Supplied records:

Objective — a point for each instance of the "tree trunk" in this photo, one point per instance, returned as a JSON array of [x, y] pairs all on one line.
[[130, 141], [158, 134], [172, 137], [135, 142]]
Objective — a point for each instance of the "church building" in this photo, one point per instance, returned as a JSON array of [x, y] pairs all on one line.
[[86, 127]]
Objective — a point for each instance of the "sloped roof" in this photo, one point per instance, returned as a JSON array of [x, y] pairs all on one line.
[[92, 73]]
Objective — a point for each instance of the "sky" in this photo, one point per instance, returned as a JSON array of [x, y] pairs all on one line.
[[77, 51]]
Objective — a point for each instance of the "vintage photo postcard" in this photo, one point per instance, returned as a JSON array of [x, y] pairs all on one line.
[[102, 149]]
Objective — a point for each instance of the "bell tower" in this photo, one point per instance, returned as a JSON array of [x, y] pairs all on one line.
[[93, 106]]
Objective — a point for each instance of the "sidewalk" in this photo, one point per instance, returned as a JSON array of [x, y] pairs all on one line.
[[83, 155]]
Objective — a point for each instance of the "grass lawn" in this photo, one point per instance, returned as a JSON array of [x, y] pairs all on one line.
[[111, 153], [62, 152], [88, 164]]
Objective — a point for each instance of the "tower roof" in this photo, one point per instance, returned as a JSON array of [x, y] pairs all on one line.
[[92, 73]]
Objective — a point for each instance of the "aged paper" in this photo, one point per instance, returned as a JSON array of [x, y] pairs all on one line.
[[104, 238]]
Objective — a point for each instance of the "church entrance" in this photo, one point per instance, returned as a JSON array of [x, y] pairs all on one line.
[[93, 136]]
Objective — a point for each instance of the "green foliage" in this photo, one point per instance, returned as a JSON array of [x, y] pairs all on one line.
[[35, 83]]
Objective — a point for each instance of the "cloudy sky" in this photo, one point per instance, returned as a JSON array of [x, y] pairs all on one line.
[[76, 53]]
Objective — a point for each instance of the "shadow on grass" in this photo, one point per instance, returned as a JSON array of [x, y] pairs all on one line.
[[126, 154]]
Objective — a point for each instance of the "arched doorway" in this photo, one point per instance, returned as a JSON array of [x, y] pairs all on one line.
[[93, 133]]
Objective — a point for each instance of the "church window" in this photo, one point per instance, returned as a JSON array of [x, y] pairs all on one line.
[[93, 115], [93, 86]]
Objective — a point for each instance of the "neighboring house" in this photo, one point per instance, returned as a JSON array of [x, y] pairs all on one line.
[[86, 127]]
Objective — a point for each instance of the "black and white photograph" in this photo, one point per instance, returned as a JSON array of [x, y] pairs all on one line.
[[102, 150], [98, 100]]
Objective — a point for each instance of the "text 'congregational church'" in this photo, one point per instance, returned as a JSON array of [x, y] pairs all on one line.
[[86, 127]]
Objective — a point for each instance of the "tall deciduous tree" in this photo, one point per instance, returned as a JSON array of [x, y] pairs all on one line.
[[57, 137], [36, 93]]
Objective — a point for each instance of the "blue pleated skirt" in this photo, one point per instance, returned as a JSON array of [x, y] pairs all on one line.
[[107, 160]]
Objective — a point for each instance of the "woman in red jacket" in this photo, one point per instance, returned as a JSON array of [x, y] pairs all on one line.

Job: Copy out every entry above, changing each "Objective" to "Goal" and leaving the rest unchanged.

Written response:
Goal — a point for each instance of the "tree trunk" in this photo, one point per instance, returned as a JSON array of [x, y] pairs all on one line.
[[130, 141], [158, 134], [172, 137], [135, 142]]
Goal — a point for each instance of the "church building" in this photo, one point per instance, returned as a JSON array of [x, y] pairs all on one line.
[[86, 127]]
Goal — a point for each instance of the "sloped roof" in this photo, one point per instance, returned as a JSON array of [x, y] pairs all on one line.
[[92, 73]]
Goal — a point for each instance of the "sky" in this photo, one point per instance, returned as a JSON array of [x, y] pairs all on one line.
[[77, 51]]
Goal — a point for each instance of the "vintage photo postcard" in this photo, one point per instance, returned as a JSON array of [x, y] pairs all on one line.
[[102, 149]]
Goal — a point for each instance of the "bell tower" in this photo, one point per instance, returned as a JSON array of [x, y] pairs all on one line.
[[93, 106]]
Goal — a point for each instance of the "sidewalk" in this photo, one point per instance, returned as a JSON array of [x, y] pairs all on one line.
[[83, 155]]
Goal — a point for each instance of the "grass lawn" in this photo, one point per instance, returned as a JSON array of [x, y] pairs all on one line.
[[111, 153], [62, 152], [88, 164]]
Goal — a point for each instance of the "tower roof" in this photo, one point per instance, returned as a JSON array of [x, y] pairs all on one line.
[[92, 73]]
Goal — a point for each instance of the "aged paper" in this photo, one point per instance, returned as a JSON array of [x, y] pairs all on one line.
[[104, 238]]
Goal — a point for each instance of the "church entrance" in this photo, one point per instance, returned as a JSON array of [x, y] pairs all on one line.
[[93, 136]]
Goal — a point for each instance of the "green foliage" in this photo, one point per instance, returned as a JSON array of [x, y] pairs all on one line.
[[35, 83]]
Goal — a point for each instance of the "cloudy sky" in this photo, one point per instance, returned as a JSON array of [x, y] pairs all on one line.
[[76, 53]]
Goal — a point for each instance of the "shadow on grass" in this photo, one point per instance, returned as a JSON array of [x, y] pairs all on one line.
[[126, 154]]
Goal — a point for each instance of the "arched doorway" in this photo, one point per instance, returned as a JSON array of [x, y] pairs all on one line.
[[93, 133]]
Goal — a point for each instance of the "church window" in this photo, one point per instance, returned as a JSON array of [x, y] pairs all on one line.
[[93, 115], [93, 86]]
Goal — a point for each instance of the "neighboring house" in this photo, one point per instance, returned as a JSON array of [x, y] pairs all on one line.
[[86, 127]]
Goal — a point for each instance of the "black and white photograph" in this photo, one point per instance, returned as a JSON array of [x, y] pairs all on one line.
[[102, 150], [98, 100]]
Goal — a point for each instance of the "text 'congregational church'" in this photo, one point per instance, returned as a JSON array of [x, y] pairs all on one line.
[[86, 127]]
Goal — a point for each instance of the "tall deciduous tree" in this photo, one point per instance, returned as a JSON array of [x, y] pairs all on one line.
[[57, 137], [36, 93]]
Goal — a point for each instance of the "blue pleated skirt" in this photo, one point per instance, returned as a JSON array of [x, y] pairs all on one line.
[[107, 160]]
Goal — a point for each instance of the "woman in red jacket" in this photo, one point per instance, returned as a JSON array of [x, y] pairs all on one line.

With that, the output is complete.